[Saved data entries]
____

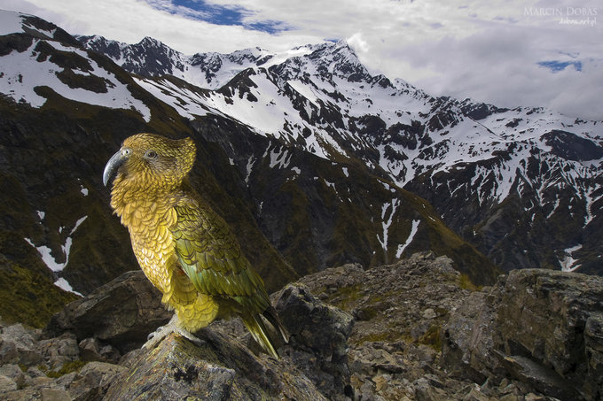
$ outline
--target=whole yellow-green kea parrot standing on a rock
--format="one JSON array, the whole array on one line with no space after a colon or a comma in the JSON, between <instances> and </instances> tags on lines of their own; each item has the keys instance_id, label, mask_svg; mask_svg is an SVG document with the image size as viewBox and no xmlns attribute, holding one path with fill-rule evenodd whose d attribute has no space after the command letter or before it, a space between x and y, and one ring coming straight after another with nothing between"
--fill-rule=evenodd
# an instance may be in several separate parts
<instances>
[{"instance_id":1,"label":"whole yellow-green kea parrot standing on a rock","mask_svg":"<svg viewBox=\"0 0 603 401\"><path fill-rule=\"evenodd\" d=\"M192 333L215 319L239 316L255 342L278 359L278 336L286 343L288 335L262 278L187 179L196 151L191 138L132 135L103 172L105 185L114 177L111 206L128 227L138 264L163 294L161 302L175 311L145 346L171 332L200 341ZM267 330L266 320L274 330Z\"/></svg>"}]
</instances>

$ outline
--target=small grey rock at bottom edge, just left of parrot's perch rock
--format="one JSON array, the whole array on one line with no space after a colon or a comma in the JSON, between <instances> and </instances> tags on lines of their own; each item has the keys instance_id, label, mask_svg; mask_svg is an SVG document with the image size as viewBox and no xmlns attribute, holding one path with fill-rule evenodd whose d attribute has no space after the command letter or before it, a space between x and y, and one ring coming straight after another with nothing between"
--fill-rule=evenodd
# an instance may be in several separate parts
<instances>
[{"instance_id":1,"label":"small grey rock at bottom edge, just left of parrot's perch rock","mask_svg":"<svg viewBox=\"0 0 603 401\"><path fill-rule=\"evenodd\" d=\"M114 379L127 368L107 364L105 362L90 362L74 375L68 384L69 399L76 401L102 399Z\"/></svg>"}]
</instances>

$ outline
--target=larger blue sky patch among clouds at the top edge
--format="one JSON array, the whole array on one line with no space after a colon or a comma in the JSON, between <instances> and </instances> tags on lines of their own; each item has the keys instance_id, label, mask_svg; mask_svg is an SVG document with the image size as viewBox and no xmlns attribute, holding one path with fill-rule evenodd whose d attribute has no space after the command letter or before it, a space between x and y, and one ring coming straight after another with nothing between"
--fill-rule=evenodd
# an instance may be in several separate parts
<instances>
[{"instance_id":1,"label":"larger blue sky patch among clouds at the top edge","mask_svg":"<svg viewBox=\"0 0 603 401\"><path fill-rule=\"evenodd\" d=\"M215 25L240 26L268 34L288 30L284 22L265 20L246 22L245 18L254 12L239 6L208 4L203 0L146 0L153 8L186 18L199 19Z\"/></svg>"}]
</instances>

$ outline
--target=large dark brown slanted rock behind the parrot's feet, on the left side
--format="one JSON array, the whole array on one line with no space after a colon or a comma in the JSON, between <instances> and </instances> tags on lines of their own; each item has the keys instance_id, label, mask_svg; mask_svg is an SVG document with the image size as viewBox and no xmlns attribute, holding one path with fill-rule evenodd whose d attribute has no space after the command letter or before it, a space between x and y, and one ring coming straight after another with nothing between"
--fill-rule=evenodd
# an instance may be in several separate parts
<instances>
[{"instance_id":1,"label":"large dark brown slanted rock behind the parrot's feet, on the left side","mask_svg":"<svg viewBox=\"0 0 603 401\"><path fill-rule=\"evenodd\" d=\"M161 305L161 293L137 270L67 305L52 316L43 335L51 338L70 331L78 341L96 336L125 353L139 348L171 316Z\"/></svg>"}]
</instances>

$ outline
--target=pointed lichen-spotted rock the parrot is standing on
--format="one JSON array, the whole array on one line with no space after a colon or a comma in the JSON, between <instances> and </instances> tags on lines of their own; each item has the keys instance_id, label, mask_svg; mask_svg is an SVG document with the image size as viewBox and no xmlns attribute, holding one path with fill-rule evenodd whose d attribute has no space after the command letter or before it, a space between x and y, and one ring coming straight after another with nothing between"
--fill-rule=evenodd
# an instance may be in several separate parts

____

YOUR GOAL:
Every record above should come back exactly, but without its pictures.

COMPLETED TASK:
$ outline
--target=whole yellow-green kea parrot standing on a rock
--format="one JSON array, the whole array on one line with no space after a colon or a comma in the JSON, between <instances> and </instances> tags on lines of their own; each item has the keys instance_id, label, mask_svg; mask_svg is an SVG document with the image size as viewBox and no xmlns attribute, holding one path with fill-rule evenodd whose d attribute has no space after the command letter or before it, a space between x and y, and one ring coming straight after another with nothing between"
--fill-rule=evenodd
# an instance may be in several separate parts
<instances>
[{"instance_id":1,"label":"whole yellow-green kea parrot standing on a rock","mask_svg":"<svg viewBox=\"0 0 603 401\"><path fill-rule=\"evenodd\" d=\"M192 333L215 319L239 316L255 342L278 359L278 336L286 343L288 335L262 278L187 179L196 151L191 138L132 135L103 172L105 185L114 177L111 206L128 227L138 264L163 294L161 302L175 311L145 346L171 332L200 341ZM267 330L266 320L274 330Z\"/></svg>"}]
</instances>

$ outline
--target=small grey rock at bottom edge, just left of parrot's perch rock
--format="one JSON array, the whole array on one line with no space after a colon or a comma in the JSON, between <instances> and </instances> tags on lines of their own; each item has the keys instance_id, label, mask_svg; mask_svg is an SVG document with the image size as viewBox and no xmlns attribute, holding one path with fill-rule evenodd whose d attribute has no space after the command letter or before it, a space between x and y, and one ring coming straight after another with nothing between"
--fill-rule=evenodd
# an instance may be in several separate parts
<instances>
[{"instance_id":1,"label":"small grey rock at bottom edge, just left of parrot's perch rock","mask_svg":"<svg viewBox=\"0 0 603 401\"><path fill-rule=\"evenodd\" d=\"M114 379L127 368L107 364L105 362L90 362L74 375L68 384L69 399L76 401L102 399Z\"/></svg>"}]
</instances>

$ outline
--target=larger blue sky patch among clouds at the top edge
--format="one JSON array, the whole array on one line with no space after a colon or a comma in the JSON, between <instances> and </instances> tags on lines of their own; each item has the keys instance_id, label, mask_svg; mask_svg is an SVG document with the image size as viewBox and no xmlns attribute, holding one path with fill-rule evenodd whose d attribute has no space after the command letter or before it, a space between x and y, and one ring coming straight after another with nothing between"
--fill-rule=evenodd
# an instance may be in several separate parts
<instances>
[{"instance_id":1,"label":"larger blue sky patch among clouds at the top edge","mask_svg":"<svg viewBox=\"0 0 603 401\"><path fill-rule=\"evenodd\" d=\"M215 25L240 26L268 34L288 30L284 22L265 20L246 22L245 18L254 12L239 6L208 4L203 0L146 0L153 8L186 18L199 19Z\"/></svg>"}]
</instances>

$ outline
--target=large dark brown slanted rock behind the parrot's feet, on the left side
--format="one JSON array, the whole array on one line with no space after a colon or a comma in the JSON, between <instances> and </instances> tags on lines of their own; each item has the keys instance_id, label, mask_svg; mask_svg is an SVG document with the image size as viewBox and no xmlns attribute, holding one path with fill-rule evenodd whose d attribute has no space after the command letter or before it, a space between x and y, and one ring coming straight after another with nothing between"
--fill-rule=evenodd
# an instance may be in several separate parts
<instances>
[{"instance_id":1,"label":"large dark brown slanted rock behind the parrot's feet, on the left side","mask_svg":"<svg viewBox=\"0 0 603 401\"><path fill-rule=\"evenodd\" d=\"M161 305L161 293L137 270L67 305L52 316L43 335L51 338L70 331L78 341L96 336L125 353L139 348L171 316Z\"/></svg>"}]
</instances>

$ outline
--target=pointed lichen-spotted rock the parrot is standing on
--format="one JSON array, the whole array on one line with no space after a colon or a comma in the JSON, between <instances> and </instances> tags on lines of their own; each item has the keys instance_id, label, mask_svg; mask_svg is an SVG document with the image size as viewBox and no xmlns attribute, holding one path with fill-rule evenodd whose d attribute has no space after the command letter or before it, a space between x and y, and one ring coming straight after another with nothing between"
--fill-rule=evenodd
# an instance may be in several separate parts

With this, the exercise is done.